START PAGE

Classifying Documents into Categories

Classifying Documents into Categories - python

I've got about 300k documents stored in a Postgres database that are tagged with topic categories (there are about 150 categories in total). I have another 150k documents that don't yet have categories. I'm trying to find the best way to programmaticly categorize them.
I've been exploring NLTK and its Naive Bayes Classifier. Seems like a good starting point (if you can suggest a better classification algorithm for this task, I'm all ears).
My problem is that I don't have enough RAM to train the NaiveBayesClassifier on all 150 categoies/300k documents at once (training on 5 categories used 8GB). Furthermore, accuracy of the classifier seems to drop as I train on more categories (90% accuracy with 2 categories, 81% with 5, 61% with 10).
Should I just train a classifier on 5 categories at a time, and run all 150k documents through the classifier to see if there are matches? It seems like this would work, except that there would be a lot of false positives where documents that don't really match any of the categories get shoe-horned into on by the classifier just because it's the best match available... Is there a way to have a "none of the above" option for the classifier just in case the document doesn't fit into any of the categories?
Here is my test class http://gist.github.com/451880

You should start by converting your documents into TF-log(1 + IDF) vectors: term frequencies are sparse so you should use python dict with term as keys and count as values and then divide by total count to get the global frequencies.

END PAGE

## GOAL 1
Return the passage of the document-classification thread starting with "Classifying Documents into Categories - python" and going on through "I'm all ears).", copied word for word.
## GOAL 2
Take the document-classification thread further from its final sentence.

START MATERIAL PROVIDED

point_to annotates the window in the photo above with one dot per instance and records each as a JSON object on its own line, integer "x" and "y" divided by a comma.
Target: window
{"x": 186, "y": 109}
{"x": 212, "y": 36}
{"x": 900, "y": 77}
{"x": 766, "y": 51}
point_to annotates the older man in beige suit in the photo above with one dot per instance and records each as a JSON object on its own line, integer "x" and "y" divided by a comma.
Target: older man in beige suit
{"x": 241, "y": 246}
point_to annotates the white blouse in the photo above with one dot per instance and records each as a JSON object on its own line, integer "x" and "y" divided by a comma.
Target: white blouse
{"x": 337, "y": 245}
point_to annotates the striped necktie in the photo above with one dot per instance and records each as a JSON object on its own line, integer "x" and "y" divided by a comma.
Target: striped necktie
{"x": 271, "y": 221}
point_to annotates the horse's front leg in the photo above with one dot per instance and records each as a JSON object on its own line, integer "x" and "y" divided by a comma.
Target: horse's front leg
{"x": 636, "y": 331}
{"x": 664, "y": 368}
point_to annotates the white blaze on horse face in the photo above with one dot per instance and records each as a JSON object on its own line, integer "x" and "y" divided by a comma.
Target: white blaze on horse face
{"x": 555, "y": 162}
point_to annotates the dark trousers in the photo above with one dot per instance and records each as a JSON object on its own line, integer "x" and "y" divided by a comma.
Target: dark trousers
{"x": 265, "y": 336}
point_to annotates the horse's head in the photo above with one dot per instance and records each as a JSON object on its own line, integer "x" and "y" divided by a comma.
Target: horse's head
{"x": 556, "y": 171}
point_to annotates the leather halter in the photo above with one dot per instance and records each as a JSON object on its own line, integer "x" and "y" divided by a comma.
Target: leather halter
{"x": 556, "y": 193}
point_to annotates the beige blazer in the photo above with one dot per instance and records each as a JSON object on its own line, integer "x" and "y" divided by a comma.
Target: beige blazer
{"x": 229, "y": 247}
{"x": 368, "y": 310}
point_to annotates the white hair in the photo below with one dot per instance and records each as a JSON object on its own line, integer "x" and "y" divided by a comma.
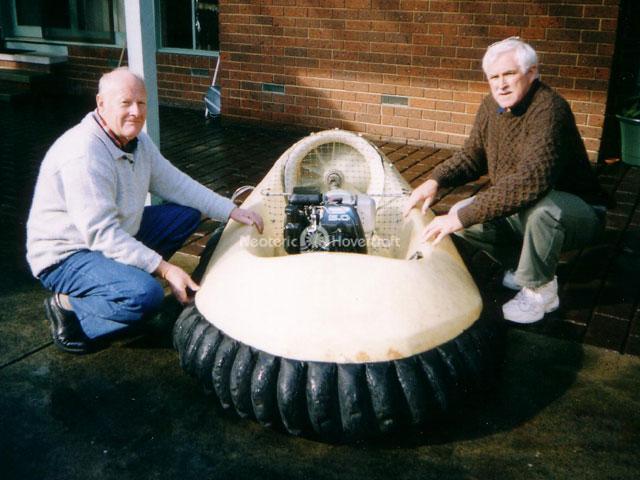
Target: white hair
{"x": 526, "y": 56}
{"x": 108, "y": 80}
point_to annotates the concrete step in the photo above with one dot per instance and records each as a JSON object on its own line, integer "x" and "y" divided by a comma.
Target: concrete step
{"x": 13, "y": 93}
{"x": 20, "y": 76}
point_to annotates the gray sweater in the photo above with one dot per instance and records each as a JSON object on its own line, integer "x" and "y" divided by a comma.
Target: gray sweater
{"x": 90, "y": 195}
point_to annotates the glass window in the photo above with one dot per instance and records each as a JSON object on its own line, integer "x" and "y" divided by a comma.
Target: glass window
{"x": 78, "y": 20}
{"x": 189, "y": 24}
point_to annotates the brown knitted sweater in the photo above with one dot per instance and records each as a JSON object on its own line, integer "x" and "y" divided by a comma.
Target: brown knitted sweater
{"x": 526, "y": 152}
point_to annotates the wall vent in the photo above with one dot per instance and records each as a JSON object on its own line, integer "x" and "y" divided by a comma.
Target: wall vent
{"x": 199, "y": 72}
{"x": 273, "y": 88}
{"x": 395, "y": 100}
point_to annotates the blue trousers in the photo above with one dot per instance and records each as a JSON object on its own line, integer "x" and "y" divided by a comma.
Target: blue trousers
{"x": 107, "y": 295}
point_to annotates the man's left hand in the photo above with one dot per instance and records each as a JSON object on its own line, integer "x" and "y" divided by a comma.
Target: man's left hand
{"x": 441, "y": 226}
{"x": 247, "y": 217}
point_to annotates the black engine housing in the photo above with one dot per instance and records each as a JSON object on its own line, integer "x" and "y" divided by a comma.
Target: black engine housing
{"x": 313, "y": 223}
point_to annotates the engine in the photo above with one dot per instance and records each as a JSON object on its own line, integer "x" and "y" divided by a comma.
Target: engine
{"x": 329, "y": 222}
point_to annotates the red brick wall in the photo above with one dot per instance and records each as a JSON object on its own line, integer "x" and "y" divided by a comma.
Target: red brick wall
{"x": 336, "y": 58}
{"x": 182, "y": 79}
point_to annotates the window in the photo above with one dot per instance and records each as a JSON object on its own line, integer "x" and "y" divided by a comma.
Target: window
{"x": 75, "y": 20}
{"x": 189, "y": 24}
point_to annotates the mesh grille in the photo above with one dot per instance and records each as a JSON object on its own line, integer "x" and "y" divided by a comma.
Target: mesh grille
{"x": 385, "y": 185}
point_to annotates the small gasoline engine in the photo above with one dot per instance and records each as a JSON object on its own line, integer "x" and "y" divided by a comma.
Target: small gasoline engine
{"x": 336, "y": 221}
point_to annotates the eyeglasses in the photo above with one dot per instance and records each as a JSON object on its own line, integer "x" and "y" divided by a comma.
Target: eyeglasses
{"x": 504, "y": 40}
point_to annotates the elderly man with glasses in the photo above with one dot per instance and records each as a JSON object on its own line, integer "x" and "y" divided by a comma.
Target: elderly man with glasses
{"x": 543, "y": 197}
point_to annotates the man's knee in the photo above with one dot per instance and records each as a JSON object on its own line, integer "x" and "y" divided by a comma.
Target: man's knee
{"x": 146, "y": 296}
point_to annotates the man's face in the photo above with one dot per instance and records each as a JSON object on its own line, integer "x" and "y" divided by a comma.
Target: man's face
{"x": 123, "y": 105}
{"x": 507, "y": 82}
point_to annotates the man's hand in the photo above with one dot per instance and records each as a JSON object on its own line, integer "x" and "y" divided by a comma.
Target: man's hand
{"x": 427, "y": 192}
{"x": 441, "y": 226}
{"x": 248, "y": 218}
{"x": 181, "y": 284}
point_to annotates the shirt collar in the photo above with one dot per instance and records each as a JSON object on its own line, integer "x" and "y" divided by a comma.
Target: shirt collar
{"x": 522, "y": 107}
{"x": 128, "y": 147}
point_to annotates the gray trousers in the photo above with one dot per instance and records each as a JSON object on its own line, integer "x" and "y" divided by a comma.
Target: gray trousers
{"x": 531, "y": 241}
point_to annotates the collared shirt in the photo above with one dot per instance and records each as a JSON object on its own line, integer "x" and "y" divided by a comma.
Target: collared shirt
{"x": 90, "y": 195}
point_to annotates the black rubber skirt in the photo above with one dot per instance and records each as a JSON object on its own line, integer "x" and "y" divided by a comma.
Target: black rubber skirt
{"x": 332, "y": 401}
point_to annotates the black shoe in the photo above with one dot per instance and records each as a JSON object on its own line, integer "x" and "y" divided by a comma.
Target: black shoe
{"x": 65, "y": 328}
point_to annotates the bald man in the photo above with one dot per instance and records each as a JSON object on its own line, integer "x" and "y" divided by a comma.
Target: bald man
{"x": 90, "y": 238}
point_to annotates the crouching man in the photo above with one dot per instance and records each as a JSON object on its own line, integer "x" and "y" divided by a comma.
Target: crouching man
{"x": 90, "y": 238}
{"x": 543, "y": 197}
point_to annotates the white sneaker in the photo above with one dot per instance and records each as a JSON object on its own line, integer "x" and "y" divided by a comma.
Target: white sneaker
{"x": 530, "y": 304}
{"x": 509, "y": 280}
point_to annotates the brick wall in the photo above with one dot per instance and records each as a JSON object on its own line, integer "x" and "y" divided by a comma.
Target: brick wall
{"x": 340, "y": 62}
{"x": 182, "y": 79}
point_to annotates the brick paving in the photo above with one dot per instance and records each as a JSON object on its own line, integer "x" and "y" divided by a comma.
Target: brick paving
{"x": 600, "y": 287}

END MATERIAL PROVIDED

## RIGHT ANSWER 1
Classifying Documents into Categories - python

I've got about 300k documents stored in a Postgres database that are tagged with topic categories (there are about 150 categories in total). I have another 150k documents that don't yet have categories. I'm trying to find the best way to programmaticly categorize them.
I've been exploring NLTK and its Naive Bayes Classifier. Seems like a good starting point (if you can suggest a better classification algorithm for this task, I'm all ears).

## RIGHT ANSWER 2
Another solution is to use the abs(hash(term)) for instance as positive integer keys. Then you an use scipy.sparse vectors which are more handy and more efficient to perform linear algebra operation than python dict.
Also build the 150 frequencies vectors by averaging the frequencies of all the labeled documents belonging to the same category. Then for new document to label, you can compute the cosine similarity between the document vector and each category vector and choose the most similar category as label for your document.
If this is not good enough, then you should try to train a logistic regression model using a L1 penalty as explained in this example of scikit-learn (this is a wrapper for liblinear as explained by #ephes). The vectors used to train your logistic regression model should be the previously introduced TD-log(1+IDF) vectors to get good performance (precision and recall). The scikit learn lib offers a sklearn.metrics module with routines to compute those score for a given model and given dataset.
For larger datasets: you should try the vowpal wabbit which is probably the fastest rabbit on earth for large scale document classification problems (but not easy to use python wrappers AFAIK).

How big (number of words) are your documents? Memory consumption at 150K trainingdocs should not be an issue.
Naive Bayes is a good choice especially when you have many categories with only a few training examples or very noisy trainingdata. But in general, linear Support Vector Machines do perform much better.
Is your problem multiclass (a document belongs only to one category exclusivly) or multilabel (a document belongs to one or more categories)?
Accuracy is a poor choice to judge classifier performance. You should rather use precision vs recall, precision recall breakeven point (prbp), f1, auc and have to look at the precision vs recall curve where recall (x) is plotted against precision (y) based on the value of your confidence-threshold (wether a document belongs to a category or not). Usually you would build one binary classifier per category (positive training examples of one category vs all other trainingexamples which don't belong to your current category). You'll have to choose an optimal confidence threshold per category. If you want to combine those single measures per category into a global performance measure, you'll have to micro (sum up all true positives, false positives, false negatives and true negatives and calc combined scores) or macro (calc score per category and then average those scores over all categories) average.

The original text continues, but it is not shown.